Excerpt provided »
The material used to block and detect gamma rays is called a scintillation crystal. PET scintillation crystals are inorganic scintillators with extremely high density and atomic number. Commonly used ones include cerium-doped gadolinium gallium garnet crystals (GAGG(Ce)) and cerium-doped yttrium lutetium silicate crystals (LYSO(Ce) ) .
We know that electrons belonging to a single atom can transition between different energy levels. In scintillation crystals or other inorganic scintillators , electrons can transfer between adjacent atoms. Electrons no longer belong to a single, fixed atom, but are shared by the crystal. Therefore, the energy levels of a single electron evolve into the crystal's electronic bands. The lower energy levels of a crystal's energy bands are called the valence band, and the higher energy levels are called the conduction band.
When gamma rays enter a crystal, they are absorbed by the valence band electrons. These electrons then transition to the higher conduction band, emitting photons as they return to a lower energy state. The emitted photons are detected by a photodetector paired with the scintillator and converted into an electrical signal.

Record set »
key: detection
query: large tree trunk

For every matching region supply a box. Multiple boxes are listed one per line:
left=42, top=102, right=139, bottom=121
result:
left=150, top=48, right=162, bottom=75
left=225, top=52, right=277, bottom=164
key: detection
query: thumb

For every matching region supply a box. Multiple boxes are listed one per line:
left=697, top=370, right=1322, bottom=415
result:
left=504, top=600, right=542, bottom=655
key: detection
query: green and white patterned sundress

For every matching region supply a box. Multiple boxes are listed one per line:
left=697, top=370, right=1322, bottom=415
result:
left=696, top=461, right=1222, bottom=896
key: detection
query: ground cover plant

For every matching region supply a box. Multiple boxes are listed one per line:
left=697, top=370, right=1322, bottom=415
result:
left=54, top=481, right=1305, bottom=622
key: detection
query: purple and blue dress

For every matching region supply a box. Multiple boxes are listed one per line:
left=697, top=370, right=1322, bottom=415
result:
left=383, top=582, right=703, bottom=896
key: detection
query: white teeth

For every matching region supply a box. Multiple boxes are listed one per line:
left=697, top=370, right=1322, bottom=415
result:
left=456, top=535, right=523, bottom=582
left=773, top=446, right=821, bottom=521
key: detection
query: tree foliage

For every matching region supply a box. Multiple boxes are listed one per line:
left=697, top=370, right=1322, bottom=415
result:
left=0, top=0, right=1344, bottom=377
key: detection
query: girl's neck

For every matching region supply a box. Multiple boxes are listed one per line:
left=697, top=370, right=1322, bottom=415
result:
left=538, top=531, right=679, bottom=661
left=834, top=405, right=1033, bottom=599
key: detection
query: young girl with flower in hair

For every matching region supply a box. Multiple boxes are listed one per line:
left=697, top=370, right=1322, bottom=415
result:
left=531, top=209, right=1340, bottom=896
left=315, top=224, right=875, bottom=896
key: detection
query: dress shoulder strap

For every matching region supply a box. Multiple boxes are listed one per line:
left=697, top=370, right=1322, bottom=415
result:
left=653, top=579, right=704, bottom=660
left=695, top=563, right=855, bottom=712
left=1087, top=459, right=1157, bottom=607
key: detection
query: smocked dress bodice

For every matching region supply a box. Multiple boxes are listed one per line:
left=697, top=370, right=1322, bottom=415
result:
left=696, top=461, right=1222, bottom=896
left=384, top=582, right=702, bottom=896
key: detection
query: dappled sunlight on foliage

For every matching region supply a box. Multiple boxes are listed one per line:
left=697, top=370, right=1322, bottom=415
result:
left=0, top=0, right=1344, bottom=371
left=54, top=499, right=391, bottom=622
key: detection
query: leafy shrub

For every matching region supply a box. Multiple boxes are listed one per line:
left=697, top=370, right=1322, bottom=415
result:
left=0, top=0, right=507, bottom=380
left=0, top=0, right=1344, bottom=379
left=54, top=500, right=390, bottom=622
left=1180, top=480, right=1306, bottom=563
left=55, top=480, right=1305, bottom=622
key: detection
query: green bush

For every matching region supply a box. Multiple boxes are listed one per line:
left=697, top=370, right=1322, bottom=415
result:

Exercise tasks »
**a)** In the text on scintillation crystals, what are the higher energy levels of a crystal's energy bands called?
**b)** List, in order, the steps the text on scintillation crystals gives for what happens from the moment gamma rays enter a crystal.
**c)** Write a continuation of the text on scintillation crystals, starting after its last sentence.

Responses to the tasks »
**a)** The conduction band.

**b)**
1. The gamma rays are absorbed by the valence band electrons.
2. These electrons transition to the higher conduction band.
3. The electrons emit photons as they return to a lower energy state.
4. A photodetector paired with the scintillator detects the emitted photons.
5. The photons are converted into an electrical signal.

**c)**
PET technology based on scintillators , how is the tracer located ?
When positrons and electrons annihilate within the body, they simultaneously produce two beams of gamma rays with nearly opposite directions and energies of 511 keV. These high-energy gamma rays easily penetrate human tissue and escape from the body, where they are detected by a ring-shaped scintillation crystal array surrounding the body and converted into recordable light signals. Since these two gamma rays originate from the same annihilation event, they are generated at the same time and travel at the same speed, arriving at two detectors located on the same straight line within a very short time difference. Based on this characteristic, the PET system sets a strict coincidence time window; only pairs of gamma rays detected simultaneously within this window are considered true annihilation events. If the arrival time difference is too large, they are considered accidental coincidence events from different annihilations and are discarded. Due to this extremely stringent dual selection condition in both time and space, only a very small number of photon events that meet the requirements are ultimately used for imaging; typically, over 99% of the detected signals are excluded.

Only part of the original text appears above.